Lignes d'un jeu de données de pointage:
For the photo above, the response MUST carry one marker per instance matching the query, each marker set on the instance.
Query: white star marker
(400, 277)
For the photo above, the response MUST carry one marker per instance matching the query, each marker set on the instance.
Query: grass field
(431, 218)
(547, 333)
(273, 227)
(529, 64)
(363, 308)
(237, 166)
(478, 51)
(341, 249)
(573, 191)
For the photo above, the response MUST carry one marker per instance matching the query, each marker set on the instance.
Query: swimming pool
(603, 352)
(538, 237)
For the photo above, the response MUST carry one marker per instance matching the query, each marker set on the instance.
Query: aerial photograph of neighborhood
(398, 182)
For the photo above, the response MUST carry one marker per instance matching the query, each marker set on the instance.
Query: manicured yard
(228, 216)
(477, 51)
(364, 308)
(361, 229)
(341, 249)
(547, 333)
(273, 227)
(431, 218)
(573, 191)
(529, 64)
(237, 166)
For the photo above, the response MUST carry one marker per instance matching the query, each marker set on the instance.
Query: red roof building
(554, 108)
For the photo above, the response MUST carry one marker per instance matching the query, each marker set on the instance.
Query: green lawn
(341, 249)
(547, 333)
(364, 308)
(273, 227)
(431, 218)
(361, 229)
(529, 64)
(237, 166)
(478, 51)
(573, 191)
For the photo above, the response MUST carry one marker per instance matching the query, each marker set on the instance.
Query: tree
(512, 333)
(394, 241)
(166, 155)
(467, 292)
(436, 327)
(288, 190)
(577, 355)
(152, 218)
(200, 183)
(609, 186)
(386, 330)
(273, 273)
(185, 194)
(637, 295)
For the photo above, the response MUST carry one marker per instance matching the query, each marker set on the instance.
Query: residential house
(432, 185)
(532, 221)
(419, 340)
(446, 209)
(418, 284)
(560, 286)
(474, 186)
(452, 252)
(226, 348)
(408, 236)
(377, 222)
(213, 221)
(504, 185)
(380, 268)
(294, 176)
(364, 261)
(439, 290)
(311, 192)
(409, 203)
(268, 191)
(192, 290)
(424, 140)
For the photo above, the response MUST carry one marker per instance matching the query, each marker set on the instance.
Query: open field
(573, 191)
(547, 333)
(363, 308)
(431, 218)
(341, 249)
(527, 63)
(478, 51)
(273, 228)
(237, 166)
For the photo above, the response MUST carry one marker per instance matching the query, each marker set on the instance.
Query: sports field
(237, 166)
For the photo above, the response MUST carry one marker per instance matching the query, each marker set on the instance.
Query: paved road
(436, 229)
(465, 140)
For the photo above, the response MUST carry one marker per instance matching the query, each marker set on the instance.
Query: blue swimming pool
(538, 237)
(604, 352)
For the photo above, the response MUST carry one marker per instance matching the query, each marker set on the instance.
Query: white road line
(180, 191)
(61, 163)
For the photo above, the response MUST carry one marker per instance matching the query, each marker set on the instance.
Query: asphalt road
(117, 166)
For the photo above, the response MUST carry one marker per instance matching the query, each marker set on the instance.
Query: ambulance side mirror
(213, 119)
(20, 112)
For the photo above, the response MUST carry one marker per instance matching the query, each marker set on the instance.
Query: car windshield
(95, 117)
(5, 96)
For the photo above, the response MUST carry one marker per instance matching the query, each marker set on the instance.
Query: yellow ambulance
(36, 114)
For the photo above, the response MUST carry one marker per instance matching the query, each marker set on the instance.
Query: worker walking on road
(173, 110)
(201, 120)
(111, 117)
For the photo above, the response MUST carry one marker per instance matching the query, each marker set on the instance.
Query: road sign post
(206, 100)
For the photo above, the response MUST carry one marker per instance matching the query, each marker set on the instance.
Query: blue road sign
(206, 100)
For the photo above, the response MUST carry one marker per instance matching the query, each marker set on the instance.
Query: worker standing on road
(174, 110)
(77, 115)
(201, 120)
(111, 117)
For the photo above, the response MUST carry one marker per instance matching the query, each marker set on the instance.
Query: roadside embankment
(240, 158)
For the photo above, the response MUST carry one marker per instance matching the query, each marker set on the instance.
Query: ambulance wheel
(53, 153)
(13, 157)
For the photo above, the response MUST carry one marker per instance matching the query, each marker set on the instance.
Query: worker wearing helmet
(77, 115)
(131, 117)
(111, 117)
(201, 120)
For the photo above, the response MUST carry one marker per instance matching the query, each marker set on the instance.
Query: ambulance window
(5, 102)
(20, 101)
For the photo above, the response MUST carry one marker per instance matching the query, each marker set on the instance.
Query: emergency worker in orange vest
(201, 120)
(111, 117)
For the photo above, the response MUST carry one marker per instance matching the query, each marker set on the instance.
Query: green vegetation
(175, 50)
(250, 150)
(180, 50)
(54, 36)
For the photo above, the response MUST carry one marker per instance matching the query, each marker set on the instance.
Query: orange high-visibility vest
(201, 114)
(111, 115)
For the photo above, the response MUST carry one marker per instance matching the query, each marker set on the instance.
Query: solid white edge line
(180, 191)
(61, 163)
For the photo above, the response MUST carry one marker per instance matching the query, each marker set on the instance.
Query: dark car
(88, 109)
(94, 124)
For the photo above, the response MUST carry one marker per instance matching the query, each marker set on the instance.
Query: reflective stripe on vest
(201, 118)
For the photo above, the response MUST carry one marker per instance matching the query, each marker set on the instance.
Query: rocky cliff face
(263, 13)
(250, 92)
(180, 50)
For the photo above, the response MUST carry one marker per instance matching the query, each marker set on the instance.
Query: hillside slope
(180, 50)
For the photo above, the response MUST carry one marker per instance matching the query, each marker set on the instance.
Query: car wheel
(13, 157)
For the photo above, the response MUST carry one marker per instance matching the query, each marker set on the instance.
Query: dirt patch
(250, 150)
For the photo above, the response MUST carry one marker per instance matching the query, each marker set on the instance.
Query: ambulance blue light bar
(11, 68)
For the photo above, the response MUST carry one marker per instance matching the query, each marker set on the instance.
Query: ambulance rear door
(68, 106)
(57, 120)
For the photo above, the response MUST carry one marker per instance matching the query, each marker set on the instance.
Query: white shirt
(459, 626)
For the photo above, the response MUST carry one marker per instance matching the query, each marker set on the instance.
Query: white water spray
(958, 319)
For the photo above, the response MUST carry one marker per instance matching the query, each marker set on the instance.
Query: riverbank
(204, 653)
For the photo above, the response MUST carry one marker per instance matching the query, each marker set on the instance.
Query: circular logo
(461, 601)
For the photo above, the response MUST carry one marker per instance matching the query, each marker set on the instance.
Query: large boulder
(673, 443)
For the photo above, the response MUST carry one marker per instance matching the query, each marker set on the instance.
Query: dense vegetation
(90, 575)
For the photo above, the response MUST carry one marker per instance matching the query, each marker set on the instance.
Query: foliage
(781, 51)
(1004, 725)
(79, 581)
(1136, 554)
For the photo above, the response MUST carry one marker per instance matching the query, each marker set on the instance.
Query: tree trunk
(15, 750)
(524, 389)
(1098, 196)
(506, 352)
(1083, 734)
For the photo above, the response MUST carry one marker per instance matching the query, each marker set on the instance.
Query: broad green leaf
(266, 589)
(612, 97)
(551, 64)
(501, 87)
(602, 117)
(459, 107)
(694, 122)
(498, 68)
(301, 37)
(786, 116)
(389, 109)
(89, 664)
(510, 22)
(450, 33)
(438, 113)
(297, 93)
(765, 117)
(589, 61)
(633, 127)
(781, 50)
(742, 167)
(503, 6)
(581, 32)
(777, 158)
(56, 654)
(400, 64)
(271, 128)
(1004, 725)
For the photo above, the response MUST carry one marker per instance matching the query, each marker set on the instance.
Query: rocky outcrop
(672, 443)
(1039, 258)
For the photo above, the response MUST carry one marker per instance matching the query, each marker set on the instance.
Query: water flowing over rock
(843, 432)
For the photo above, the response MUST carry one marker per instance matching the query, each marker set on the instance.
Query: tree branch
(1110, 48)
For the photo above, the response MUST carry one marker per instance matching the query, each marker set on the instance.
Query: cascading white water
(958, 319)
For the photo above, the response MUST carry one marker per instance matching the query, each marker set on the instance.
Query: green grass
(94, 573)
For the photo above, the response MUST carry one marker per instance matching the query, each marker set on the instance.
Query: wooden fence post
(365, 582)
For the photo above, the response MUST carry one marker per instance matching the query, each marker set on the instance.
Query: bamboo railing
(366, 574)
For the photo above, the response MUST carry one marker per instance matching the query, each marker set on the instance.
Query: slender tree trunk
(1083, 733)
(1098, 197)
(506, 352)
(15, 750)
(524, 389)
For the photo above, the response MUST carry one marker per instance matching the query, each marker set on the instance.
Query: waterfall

#### Consigne
Rassemblez toutes les lignes des données qui contiennent le mot « wheel », en respectant la casse.

#### Résultat
Query: ambulance wheel
Query: car wheel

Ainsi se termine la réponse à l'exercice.